-- start of WORKING DATA --

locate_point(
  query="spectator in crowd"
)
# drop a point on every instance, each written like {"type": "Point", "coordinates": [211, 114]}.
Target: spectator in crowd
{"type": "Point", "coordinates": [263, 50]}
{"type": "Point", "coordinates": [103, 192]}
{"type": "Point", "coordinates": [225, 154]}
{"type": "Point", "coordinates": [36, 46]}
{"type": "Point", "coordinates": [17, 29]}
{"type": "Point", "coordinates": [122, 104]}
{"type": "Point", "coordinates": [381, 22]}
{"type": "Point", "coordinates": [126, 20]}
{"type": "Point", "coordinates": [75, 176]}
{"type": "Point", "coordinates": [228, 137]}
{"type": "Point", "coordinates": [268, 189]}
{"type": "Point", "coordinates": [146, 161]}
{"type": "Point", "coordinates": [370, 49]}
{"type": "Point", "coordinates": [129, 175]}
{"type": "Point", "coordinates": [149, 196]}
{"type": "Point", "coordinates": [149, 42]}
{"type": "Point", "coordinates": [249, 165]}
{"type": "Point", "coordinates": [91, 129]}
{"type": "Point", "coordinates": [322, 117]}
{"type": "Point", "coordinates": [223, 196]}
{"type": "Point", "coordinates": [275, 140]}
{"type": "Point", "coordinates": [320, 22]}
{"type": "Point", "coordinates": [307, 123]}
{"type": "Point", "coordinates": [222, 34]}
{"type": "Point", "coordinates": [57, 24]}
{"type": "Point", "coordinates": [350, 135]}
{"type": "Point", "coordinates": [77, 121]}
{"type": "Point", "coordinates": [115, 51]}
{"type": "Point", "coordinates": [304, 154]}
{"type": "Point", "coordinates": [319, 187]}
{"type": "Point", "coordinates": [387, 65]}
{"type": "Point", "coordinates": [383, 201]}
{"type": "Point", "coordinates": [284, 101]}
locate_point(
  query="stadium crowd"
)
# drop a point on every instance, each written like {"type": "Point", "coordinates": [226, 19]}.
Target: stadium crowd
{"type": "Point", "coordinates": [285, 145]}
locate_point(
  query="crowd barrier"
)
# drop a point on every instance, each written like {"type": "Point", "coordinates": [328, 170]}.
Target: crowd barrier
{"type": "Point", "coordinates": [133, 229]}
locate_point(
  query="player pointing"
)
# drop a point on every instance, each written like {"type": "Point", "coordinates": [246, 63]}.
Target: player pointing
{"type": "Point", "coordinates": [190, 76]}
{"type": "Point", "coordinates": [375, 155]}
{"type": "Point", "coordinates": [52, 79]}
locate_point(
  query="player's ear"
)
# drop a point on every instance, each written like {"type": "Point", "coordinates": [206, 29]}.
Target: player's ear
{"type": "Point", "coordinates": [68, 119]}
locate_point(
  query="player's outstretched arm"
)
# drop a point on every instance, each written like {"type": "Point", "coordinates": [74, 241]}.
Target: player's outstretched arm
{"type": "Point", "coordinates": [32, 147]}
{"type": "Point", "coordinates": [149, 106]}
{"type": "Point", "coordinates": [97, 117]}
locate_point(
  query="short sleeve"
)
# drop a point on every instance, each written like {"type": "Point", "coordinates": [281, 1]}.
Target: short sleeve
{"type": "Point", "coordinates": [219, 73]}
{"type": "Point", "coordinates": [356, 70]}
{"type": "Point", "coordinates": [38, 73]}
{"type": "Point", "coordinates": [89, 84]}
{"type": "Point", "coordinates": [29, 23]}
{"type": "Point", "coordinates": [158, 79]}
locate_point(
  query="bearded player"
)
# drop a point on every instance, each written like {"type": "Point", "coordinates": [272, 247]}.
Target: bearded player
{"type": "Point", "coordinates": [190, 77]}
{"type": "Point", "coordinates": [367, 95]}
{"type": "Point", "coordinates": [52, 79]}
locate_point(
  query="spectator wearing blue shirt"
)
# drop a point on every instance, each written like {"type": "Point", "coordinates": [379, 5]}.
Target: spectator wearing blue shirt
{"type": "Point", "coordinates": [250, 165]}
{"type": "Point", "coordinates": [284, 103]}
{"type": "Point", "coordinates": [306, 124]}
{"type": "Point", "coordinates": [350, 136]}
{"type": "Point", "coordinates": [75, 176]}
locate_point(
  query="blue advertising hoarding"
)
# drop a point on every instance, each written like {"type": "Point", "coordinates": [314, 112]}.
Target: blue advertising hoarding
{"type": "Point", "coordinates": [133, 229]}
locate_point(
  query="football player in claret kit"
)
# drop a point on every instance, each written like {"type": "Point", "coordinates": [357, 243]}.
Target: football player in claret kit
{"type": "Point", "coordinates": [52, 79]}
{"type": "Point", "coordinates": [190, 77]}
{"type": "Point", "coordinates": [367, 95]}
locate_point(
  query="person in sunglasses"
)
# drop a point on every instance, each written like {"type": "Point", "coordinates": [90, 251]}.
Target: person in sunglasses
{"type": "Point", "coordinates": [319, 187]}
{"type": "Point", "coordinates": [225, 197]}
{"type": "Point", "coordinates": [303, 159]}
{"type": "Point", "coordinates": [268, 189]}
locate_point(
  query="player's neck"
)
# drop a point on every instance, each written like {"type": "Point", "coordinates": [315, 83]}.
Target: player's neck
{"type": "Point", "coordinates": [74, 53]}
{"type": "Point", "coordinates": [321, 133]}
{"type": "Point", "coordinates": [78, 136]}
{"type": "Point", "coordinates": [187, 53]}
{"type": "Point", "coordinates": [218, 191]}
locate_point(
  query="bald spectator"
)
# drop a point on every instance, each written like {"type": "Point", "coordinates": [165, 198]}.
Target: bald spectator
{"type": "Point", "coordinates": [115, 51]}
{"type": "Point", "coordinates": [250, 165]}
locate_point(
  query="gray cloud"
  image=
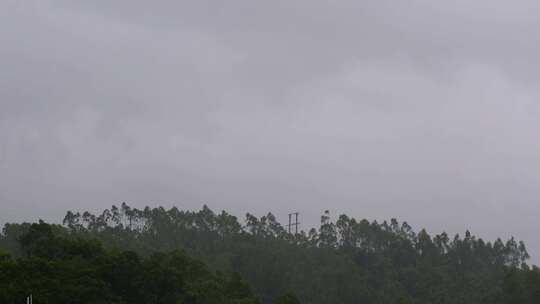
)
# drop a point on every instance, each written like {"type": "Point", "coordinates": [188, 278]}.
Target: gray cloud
{"type": "Point", "coordinates": [422, 111]}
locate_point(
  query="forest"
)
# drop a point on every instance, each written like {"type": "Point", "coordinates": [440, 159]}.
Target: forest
{"type": "Point", "coordinates": [155, 255]}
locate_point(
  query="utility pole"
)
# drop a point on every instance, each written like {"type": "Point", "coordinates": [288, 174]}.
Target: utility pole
{"type": "Point", "coordinates": [295, 224]}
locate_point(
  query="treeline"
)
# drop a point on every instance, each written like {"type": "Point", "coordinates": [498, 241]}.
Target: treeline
{"type": "Point", "coordinates": [58, 269]}
{"type": "Point", "coordinates": [346, 261]}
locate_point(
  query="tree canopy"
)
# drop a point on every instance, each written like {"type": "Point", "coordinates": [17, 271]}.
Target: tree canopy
{"type": "Point", "coordinates": [342, 261]}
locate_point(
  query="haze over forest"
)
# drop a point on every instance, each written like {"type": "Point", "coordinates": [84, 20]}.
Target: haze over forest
{"type": "Point", "coordinates": [417, 110]}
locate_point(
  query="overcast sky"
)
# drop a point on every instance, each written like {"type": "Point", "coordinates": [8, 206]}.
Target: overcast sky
{"type": "Point", "coordinates": [423, 110]}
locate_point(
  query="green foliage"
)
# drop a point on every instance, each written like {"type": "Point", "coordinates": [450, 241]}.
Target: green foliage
{"type": "Point", "coordinates": [57, 269]}
{"type": "Point", "coordinates": [288, 298]}
{"type": "Point", "coordinates": [346, 261]}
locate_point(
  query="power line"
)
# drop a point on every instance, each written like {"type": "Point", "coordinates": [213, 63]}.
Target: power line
{"type": "Point", "coordinates": [295, 224]}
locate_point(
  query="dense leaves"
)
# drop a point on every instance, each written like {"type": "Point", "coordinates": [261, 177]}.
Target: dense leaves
{"type": "Point", "coordinates": [58, 269]}
{"type": "Point", "coordinates": [346, 261]}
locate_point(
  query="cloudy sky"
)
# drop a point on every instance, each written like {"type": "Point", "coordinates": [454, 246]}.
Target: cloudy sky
{"type": "Point", "coordinates": [423, 110]}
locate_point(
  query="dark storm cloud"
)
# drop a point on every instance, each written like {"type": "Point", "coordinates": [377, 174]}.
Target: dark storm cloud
{"type": "Point", "coordinates": [413, 109]}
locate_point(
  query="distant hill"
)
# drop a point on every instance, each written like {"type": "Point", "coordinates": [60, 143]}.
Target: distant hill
{"type": "Point", "coordinates": [347, 261]}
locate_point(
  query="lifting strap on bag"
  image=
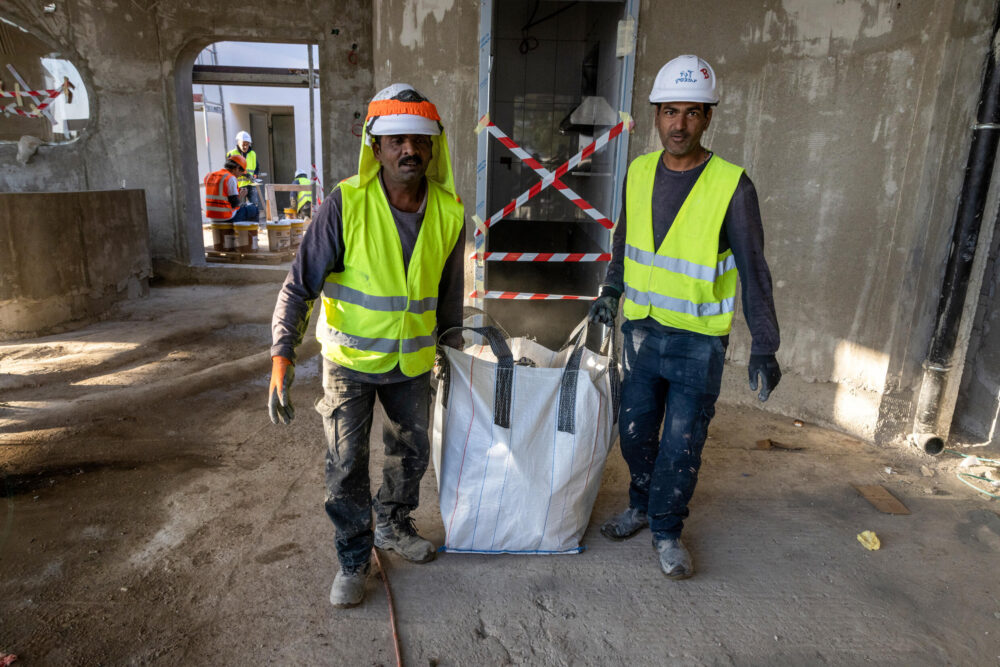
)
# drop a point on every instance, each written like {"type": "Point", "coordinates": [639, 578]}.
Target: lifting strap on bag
{"type": "Point", "coordinates": [504, 381]}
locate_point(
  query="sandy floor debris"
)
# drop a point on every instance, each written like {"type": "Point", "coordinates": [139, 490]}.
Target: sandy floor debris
{"type": "Point", "coordinates": [152, 514]}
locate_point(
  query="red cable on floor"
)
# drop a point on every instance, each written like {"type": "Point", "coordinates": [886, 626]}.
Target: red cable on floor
{"type": "Point", "coordinates": [392, 611]}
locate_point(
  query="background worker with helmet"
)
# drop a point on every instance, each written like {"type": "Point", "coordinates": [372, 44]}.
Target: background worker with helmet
{"type": "Point", "coordinates": [690, 224]}
{"type": "Point", "coordinates": [222, 200]}
{"type": "Point", "coordinates": [244, 148]}
{"type": "Point", "coordinates": [302, 200]}
{"type": "Point", "coordinates": [385, 254]}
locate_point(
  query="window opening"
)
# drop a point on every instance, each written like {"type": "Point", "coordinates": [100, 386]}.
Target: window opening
{"type": "Point", "coordinates": [558, 82]}
{"type": "Point", "coordinates": [41, 93]}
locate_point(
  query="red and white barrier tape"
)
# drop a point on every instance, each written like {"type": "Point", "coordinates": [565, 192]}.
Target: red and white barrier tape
{"type": "Point", "coordinates": [319, 186]}
{"type": "Point", "coordinates": [55, 92]}
{"type": "Point", "coordinates": [626, 124]}
{"type": "Point", "coordinates": [529, 296]}
{"type": "Point", "coordinates": [537, 167]}
{"type": "Point", "coordinates": [544, 256]}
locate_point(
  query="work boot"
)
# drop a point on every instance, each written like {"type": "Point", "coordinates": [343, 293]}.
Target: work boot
{"type": "Point", "coordinates": [675, 561]}
{"type": "Point", "coordinates": [400, 536]}
{"type": "Point", "coordinates": [348, 588]}
{"type": "Point", "coordinates": [625, 525]}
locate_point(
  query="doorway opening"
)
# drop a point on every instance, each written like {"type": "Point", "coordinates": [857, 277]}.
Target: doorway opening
{"type": "Point", "coordinates": [259, 101]}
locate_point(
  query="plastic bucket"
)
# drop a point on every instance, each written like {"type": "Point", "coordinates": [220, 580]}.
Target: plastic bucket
{"type": "Point", "coordinates": [222, 236]}
{"type": "Point", "coordinates": [298, 229]}
{"type": "Point", "coordinates": [246, 236]}
{"type": "Point", "coordinates": [279, 236]}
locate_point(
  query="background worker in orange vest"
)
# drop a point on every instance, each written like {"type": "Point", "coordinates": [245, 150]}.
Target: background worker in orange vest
{"type": "Point", "coordinates": [222, 195]}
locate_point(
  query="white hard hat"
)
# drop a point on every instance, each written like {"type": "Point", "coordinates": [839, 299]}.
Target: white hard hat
{"type": "Point", "coordinates": [685, 79]}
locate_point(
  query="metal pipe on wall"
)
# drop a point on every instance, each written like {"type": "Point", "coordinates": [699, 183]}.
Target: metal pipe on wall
{"type": "Point", "coordinates": [968, 221]}
{"type": "Point", "coordinates": [312, 137]}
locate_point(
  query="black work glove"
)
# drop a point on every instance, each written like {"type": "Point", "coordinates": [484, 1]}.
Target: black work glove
{"type": "Point", "coordinates": [766, 366]}
{"type": "Point", "coordinates": [604, 310]}
{"type": "Point", "coordinates": [279, 400]}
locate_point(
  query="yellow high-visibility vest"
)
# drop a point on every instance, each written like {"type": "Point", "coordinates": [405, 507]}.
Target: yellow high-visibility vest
{"type": "Point", "coordinates": [251, 158]}
{"type": "Point", "coordinates": [378, 314]}
{"type": "Point", "coordinates": [686, 283]}
{"type": "Point", "coordinates": [302, 196]}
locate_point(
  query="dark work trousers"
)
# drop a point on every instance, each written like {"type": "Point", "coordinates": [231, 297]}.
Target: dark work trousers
{"type": "Point", "coordinates": [347, 406]}
{"type": "Point", "coordinates": [677, 374]}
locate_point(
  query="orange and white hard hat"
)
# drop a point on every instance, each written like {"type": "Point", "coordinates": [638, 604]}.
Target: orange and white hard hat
{"type": "Point", "coordinates": [400, 109]}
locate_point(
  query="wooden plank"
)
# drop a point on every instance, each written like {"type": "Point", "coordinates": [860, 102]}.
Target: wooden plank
{"type": "Point", "coordinates": [774, 444]}
{"type": "Point", "coordinates": [881, 499]}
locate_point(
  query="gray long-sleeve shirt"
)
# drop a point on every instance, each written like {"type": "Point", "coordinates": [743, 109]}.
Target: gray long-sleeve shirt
{"type": "Point", "coordinates": [322, 253]}
{"type": "Point", "coordinates": [742, 231]}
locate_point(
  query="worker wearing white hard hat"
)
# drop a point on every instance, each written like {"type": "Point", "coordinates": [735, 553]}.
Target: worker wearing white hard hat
{"type": "Point", "coordinates": [691, 224]}
{"type": "Point", "coordinates": [244, 148]}
{"type": "Point", "coordinates": [385, 255]}
{"type": "Point", "coordinates": [302, 199]}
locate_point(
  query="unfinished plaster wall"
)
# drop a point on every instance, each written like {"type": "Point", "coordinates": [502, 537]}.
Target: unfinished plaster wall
{"type": "Point", "coordinates": [69, 266]}
{"type": "Point", "coordinates": [434, 46]}
{"type": "Point", "coordinates": [136, 58]}
{"type": "Point", "coordinates": [851, 118]}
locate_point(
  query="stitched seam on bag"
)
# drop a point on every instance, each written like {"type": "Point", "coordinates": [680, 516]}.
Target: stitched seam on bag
{"type": "Point", "coordinates": [461, 466]}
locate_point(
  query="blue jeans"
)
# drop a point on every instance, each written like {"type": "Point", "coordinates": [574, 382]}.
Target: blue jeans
{"type": "Point", "coordinates": [677, 374]}
{"type": "Point", "coordinates": [346, 408]}
{"type": "Point", "coordinates": [245, 213]}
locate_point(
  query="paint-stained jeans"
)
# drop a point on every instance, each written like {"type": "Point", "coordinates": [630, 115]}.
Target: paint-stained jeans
{"type": "Point", "coordinates": [347, 407]}
{"type": "Point", "coordinates": [679, 375]}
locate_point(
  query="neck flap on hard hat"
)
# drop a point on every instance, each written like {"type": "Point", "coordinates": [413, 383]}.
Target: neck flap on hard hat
{"type": "Point", "coordinates": [438, 171]}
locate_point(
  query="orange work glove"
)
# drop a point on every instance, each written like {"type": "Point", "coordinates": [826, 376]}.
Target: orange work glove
{"type": "Point", "coordinates": [279, 402]}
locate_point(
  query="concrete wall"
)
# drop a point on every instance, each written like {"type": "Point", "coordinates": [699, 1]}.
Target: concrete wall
{"type": "Point", "coordinates": [136, 59]}
{"type": "Point", "coordinates": [66, 258]}
{"type": "Point", "coordinates": [851, 118]}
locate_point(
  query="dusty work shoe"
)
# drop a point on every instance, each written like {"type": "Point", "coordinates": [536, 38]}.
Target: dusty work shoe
{"type": "Point", "coordinates": [625, 525]}
{"type": "Point", "coordinates": [348, 588]}
{"type": "Point", "coordinates": [675, 561]}
{"type": "Point", "coordinates": [400, 536]}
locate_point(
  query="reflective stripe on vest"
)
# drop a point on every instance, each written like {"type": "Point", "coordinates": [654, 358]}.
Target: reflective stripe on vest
{"type": "Point", "coordinates": [303, 196]}
{"type": "Point", "coordinates": [251, 158]}
{"type": "Point", "coordinates": [377, 313]}
{"type": "Point", "coordinates": [216, 202]}
{"type": "Point", "coordinates": [686, 283]}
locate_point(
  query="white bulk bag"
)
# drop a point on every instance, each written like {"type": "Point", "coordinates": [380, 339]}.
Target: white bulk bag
{"type": "Point", "coordinates": [518, 450]}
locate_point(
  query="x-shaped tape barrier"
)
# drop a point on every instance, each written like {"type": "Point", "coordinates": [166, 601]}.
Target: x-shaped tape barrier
{"type": "Point", "coordinates": [529, 296]}
{"type": "Point", "coordinates": [550, 178]}
{"type": "Point", "coordinates": [544, 256]}
{"type": "Point", "coordinates": [38, 107]}
{"type": "Point", "coordinates": [319, 186]}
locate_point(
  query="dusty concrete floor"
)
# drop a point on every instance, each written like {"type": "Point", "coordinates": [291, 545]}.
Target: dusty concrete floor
{"type": "Point", "coordinates": [152, 514]}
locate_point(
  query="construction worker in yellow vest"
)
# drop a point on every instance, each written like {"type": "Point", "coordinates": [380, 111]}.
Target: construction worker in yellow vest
{"type": "Point", "coordinates": [303, 198]}
{"type": "Point", "coordinates": [384, 254]}
{"type": "Point", "coordinates": [691, 224]}
{"type": "Point", "coordinates": [244, 148]}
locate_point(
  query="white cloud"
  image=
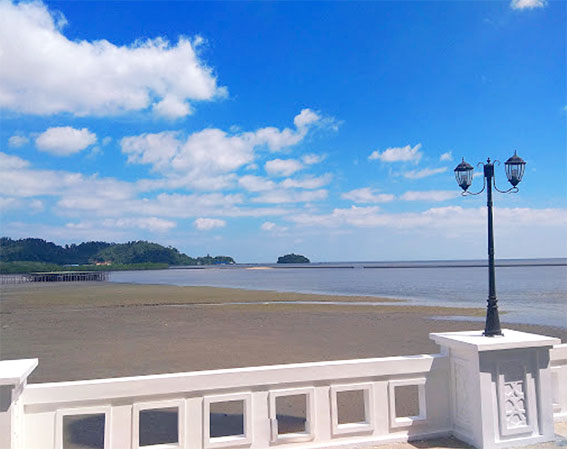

-- end of WORKING DATA --

Pull out every line of the items above that contains the word "crowd", matching its case exactly.

▶ _SOLUTION FOR THIS EXERCISE_
  query="spectator in crowd"
Target: spectator in crowd
  query="stadium crowd"
Target: stadium crowd
  query="crowd barrier"
Target: crowd barrier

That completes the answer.